For the reasons that follow, this Court respectfully recommends that Mr. Williams's motion be granted and that he be substituted for Plaintiff with respect to Plaintiff's Title VII and NYCHRL claims except that Mr. Williams's motion be denied with respect to Plaintiff's claims for punitive damages and that the punitive damages claims be dismissed for failure to survive Plaintiff's death.
I. Background
On March 27, 2020, Plaintiff filed this action. See ECF No. 1. In his complaint he alleges a sex discrimination and retaliation claim under both Title VII and the NYCHRL. See Id. ¶¶ 51-74. In the addendum clause, he seeks in excess of $800,000 in damages for his Title VII and NYCHRL claims including punitive damages. See id. at 12 ¶¶ A-D. On March 25, 2021, Plaintiff, a New York resident, passed away. See ECF No. 18. On March 29, 2021, Defendant filed a timely notice of suggestion of death. See ECF No. 14 ¶ 1; ECF No. 18; Fed.R.Civ.P. 25; Lai Yoong Low v. Tian Yu Inc., No. 12 Civ. 7237 (HBP), 2015 WL 1011699, at *2 (S.D.N.Y. Mar. 9, 2015) (“Rule 25 establishes a ninety-day period, running from the filing of a suggestion of death, for any party to make a motion to substitute a party for the decedent.”) (citing Fed.R.Civ.P. 25(a)(1)). After Plaintiff's death, Plaintiff's father Mr. Williams retained Plaintiff's counsel who, on June 24, 2021, filed a motion pursuant to Rule 25 to substitute himself for Plaintiff. See ECF No. 22. Defendant initially opposed, see ECF No. 23, and the Court heard the parties' arguments and directed them to supplement the record, see Dkt. Entry 7/28/2021; ECF No. 26. Mr. Williams thereafter supplemented his motion, see ECF No. 24, and Defendant withdrew its opposition to Mr. Williams's application. See ECF No. 25. Mr. Williams's motion for substitution is unopposed.

[Data records]
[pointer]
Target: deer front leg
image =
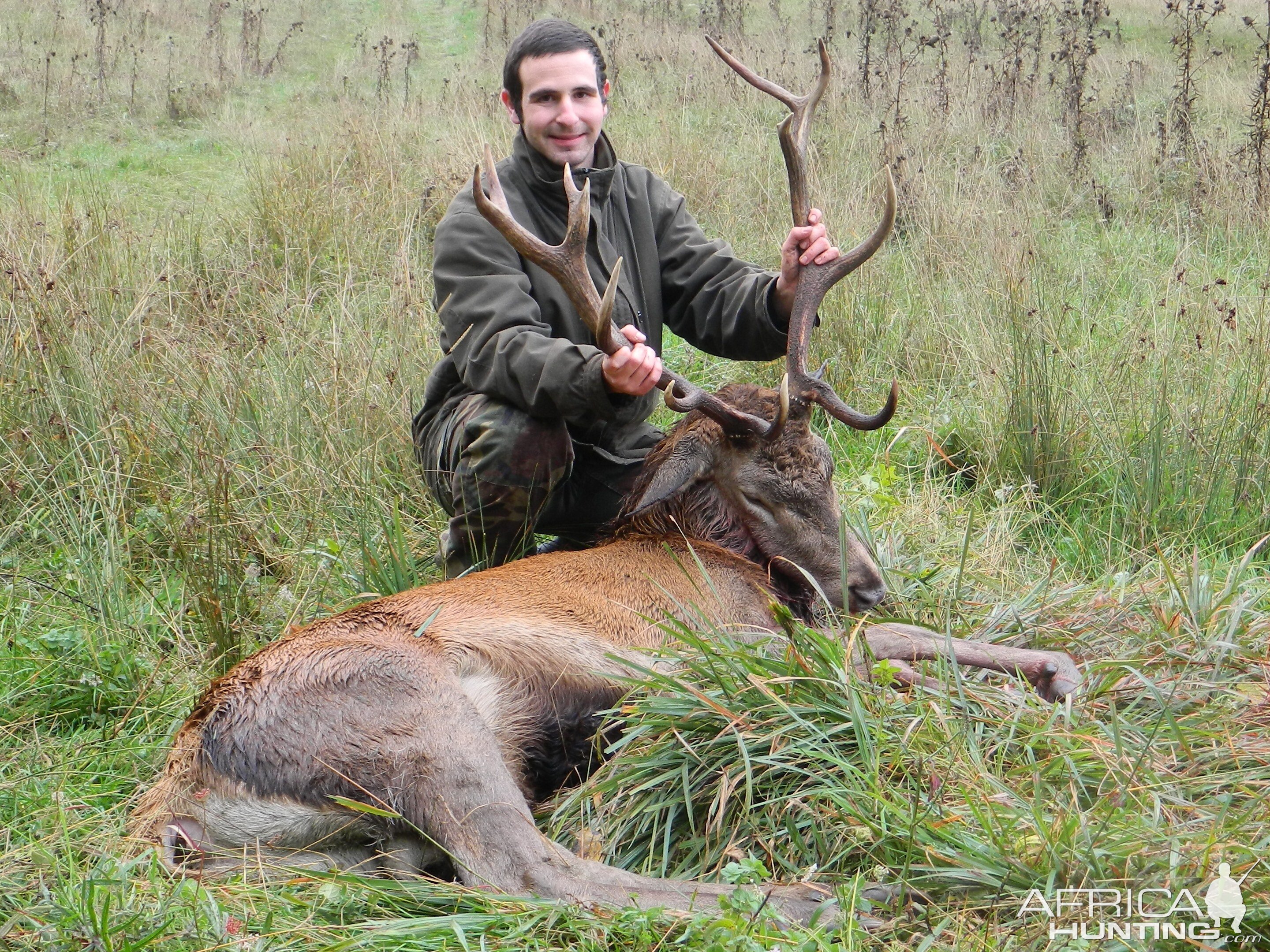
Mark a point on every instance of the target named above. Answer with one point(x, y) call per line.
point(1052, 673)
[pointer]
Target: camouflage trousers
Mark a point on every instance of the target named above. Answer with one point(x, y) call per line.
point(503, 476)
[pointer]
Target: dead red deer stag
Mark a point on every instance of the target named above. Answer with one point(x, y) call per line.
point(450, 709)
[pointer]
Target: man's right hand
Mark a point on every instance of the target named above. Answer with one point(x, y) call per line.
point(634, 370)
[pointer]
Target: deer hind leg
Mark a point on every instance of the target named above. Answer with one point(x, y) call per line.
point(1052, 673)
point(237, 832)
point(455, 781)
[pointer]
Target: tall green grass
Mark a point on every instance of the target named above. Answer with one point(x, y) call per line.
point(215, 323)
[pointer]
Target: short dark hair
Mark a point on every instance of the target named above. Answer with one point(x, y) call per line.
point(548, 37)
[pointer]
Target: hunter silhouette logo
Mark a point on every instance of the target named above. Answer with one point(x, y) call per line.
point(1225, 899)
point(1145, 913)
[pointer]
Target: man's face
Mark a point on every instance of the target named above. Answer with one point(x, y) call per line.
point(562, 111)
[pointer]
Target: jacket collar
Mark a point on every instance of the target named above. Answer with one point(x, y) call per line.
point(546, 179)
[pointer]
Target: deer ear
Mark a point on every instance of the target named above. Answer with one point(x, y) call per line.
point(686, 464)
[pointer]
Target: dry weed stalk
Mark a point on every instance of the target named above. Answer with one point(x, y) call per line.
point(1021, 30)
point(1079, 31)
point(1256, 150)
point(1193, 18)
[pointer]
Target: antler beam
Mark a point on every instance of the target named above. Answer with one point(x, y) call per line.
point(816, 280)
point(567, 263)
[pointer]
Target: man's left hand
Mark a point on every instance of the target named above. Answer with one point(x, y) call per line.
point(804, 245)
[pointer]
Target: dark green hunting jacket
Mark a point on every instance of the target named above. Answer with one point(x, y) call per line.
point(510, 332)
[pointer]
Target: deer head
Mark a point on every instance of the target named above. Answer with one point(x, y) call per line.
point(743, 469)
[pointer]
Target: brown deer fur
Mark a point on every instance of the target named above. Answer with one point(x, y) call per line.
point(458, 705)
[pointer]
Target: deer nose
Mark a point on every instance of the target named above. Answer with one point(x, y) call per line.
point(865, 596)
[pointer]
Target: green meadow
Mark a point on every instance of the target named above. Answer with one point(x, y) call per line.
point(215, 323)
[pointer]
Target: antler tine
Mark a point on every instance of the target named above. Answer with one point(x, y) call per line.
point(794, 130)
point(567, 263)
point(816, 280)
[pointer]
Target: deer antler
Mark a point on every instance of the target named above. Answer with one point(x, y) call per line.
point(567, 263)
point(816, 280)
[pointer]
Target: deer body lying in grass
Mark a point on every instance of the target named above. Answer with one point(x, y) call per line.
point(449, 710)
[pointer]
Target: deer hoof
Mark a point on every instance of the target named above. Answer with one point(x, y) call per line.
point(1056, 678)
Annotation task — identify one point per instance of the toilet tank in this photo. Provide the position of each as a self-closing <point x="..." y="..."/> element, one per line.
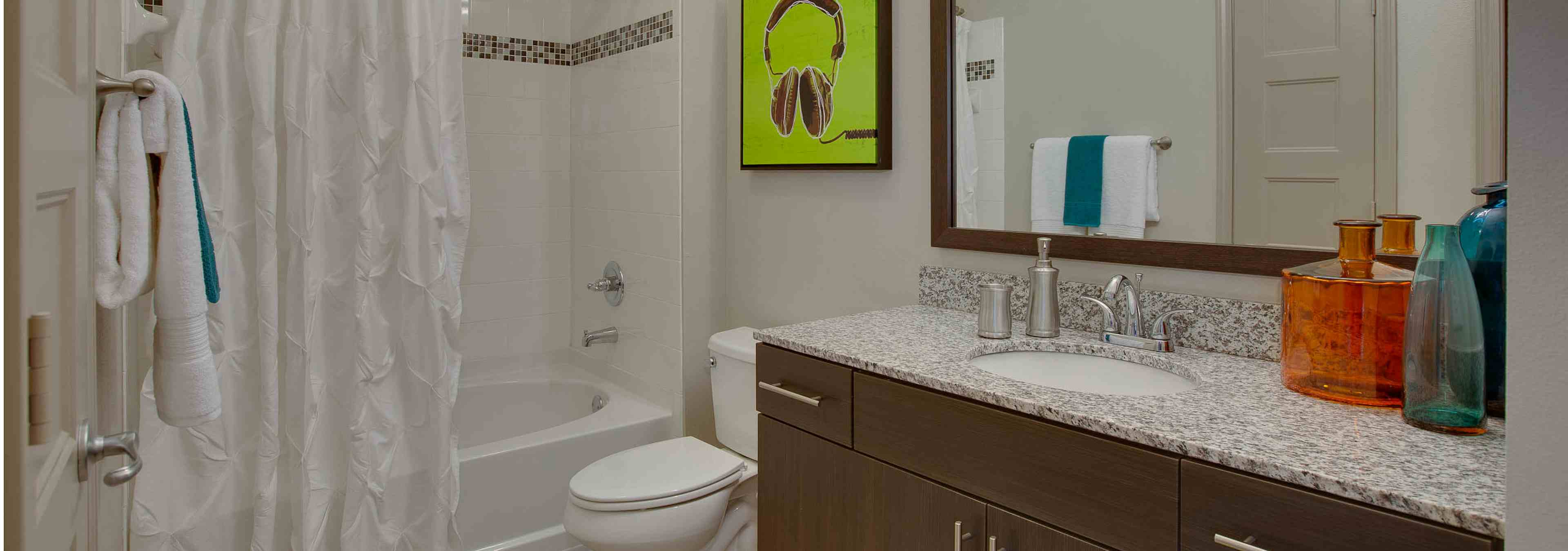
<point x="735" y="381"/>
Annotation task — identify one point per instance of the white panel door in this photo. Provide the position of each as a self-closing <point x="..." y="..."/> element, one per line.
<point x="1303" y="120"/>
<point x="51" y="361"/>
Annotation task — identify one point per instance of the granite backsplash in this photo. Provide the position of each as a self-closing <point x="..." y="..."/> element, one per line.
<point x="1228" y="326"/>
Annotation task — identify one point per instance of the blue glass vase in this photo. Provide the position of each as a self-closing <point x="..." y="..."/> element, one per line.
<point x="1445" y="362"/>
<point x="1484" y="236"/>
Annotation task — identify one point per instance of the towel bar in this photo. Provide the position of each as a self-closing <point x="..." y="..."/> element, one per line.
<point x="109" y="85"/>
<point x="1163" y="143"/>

[Tasks to complete]
1 – Reproduce word for word the passage of the court recommendation that begins with the words containing "For the reasons" and ends with "survive Plaintiff's death.".
2 – In the court recommendation, on what date did Plaintiff's counsel file the Rule 25 motion to substitute Mr. Williams for Plaintiff?

[Responses for each task]
1 –
For the reasons that follow, this Court respectfully recommends that Mr. Williams's motion be granted and that he be substituted for Plaintiff with respect to Plaintiff's Title VII and NYCHRL claims except that Mr. Williams's motion be denied with respect to Plaintiff's claims for punitive damages and that the punitive damages claims be dismissed for failure to survive Plaintiff's death.

2 – June 24, 2021.